Je opdracht: Welke provincies worden in de brief over het coffeeshopbeleid genoemd? Geef ze allemaal.

Bron:
%%

24 077 Drugbeleid

Nr. 293 BRIEF VAN DE MINISTER VAN VEILIGHEID EN JUSTITIE

Aan de Voorzitter van de Tweede Kamer der Staten-Generaal

Den Haag, 19 november 2012

Bij brieven van 12 juli 2012 (Kamerstuk 2011/2012 24 077, nr. 289) en 1 oktober 2012 (Kamerstuk 2012/2013 24 077, nr. 291) en tijdens het vragenuur van 2 oktober 2012 heb ik toegezegd, uw Kamer te informeren over de ervaringen van gemeenten, politie en het Openbaar Ministerie (OM) bij de invoering van het aangescherpte coffeeshopbeleid in de provincies Limburg, Noord-Brabant en Zeeland per 1 mei 2012. Ook heb ik daarbij toegezegd aan te zullen geven welke consequenties ik hieraan verbind voor wat betreft de landelijke uitrol per 1 januari 2013.

Met diverse brieven heb ik u de afgelopen periode geïnformeerd over het aangescherpte coffeeshopbeleid.1 Sinds 1 mei 2012 worden in de gemeenten van de provincies Limburg, Noord-Brabant en Zeeland het besloten club criterium (B) en het ingezetenencriterium (I) gehandhaafd, met uitzondering van het maximumaantal leden van 2000.

%%

Aangeleverde gegevens:
%%

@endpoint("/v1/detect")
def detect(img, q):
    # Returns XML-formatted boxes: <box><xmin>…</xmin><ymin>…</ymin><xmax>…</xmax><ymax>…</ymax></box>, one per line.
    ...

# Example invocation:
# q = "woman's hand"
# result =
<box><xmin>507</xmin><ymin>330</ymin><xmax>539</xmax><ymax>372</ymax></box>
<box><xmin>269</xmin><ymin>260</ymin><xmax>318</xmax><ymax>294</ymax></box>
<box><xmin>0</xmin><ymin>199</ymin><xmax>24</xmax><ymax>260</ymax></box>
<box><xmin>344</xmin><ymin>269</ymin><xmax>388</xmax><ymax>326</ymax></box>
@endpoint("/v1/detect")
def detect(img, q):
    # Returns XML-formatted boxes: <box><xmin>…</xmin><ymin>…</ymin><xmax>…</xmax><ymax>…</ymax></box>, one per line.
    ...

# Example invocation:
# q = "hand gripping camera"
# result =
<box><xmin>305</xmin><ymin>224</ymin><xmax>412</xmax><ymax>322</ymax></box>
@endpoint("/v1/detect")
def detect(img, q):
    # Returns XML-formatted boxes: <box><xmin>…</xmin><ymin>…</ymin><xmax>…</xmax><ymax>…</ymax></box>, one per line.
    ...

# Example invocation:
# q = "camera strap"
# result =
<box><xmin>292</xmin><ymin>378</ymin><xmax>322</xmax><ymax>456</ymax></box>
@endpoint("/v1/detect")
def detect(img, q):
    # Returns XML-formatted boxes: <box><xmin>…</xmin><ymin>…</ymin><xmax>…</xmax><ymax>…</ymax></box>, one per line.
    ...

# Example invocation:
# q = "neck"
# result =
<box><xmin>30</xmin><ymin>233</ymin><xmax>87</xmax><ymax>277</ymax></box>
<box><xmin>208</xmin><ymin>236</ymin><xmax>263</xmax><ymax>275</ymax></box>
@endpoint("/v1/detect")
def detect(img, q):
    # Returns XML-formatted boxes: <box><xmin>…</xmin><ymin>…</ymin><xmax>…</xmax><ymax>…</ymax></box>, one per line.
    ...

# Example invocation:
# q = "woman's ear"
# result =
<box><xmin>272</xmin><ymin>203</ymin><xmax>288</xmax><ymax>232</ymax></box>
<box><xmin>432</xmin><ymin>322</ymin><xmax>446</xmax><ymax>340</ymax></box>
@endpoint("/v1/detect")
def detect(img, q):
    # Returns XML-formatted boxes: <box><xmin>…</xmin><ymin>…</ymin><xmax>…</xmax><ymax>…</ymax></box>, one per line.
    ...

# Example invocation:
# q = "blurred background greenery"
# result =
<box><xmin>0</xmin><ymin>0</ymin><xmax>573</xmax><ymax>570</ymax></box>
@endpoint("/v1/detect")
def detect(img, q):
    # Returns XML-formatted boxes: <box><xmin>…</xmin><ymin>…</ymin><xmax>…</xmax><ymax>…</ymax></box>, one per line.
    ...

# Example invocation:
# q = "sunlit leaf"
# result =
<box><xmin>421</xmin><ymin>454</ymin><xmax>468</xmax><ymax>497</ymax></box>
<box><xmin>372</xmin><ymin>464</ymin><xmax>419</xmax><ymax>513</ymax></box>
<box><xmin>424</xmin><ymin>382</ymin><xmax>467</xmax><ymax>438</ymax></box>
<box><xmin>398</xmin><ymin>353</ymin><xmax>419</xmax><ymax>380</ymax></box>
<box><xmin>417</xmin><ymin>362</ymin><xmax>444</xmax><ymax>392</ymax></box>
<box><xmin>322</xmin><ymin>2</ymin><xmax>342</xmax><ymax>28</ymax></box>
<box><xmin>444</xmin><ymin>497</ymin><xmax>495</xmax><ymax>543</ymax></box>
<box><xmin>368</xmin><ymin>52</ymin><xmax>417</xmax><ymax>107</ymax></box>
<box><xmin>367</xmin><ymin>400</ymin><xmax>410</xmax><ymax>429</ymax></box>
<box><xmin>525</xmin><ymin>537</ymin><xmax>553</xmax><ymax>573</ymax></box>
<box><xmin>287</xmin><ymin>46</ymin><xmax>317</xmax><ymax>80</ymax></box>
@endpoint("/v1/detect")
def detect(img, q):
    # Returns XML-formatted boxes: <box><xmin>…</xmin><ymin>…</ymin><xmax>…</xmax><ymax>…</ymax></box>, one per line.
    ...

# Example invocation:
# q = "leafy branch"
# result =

%%

Geschreven antwoord: De brief noemt de provincies Limburg, Noord-Brabant en Zeeland.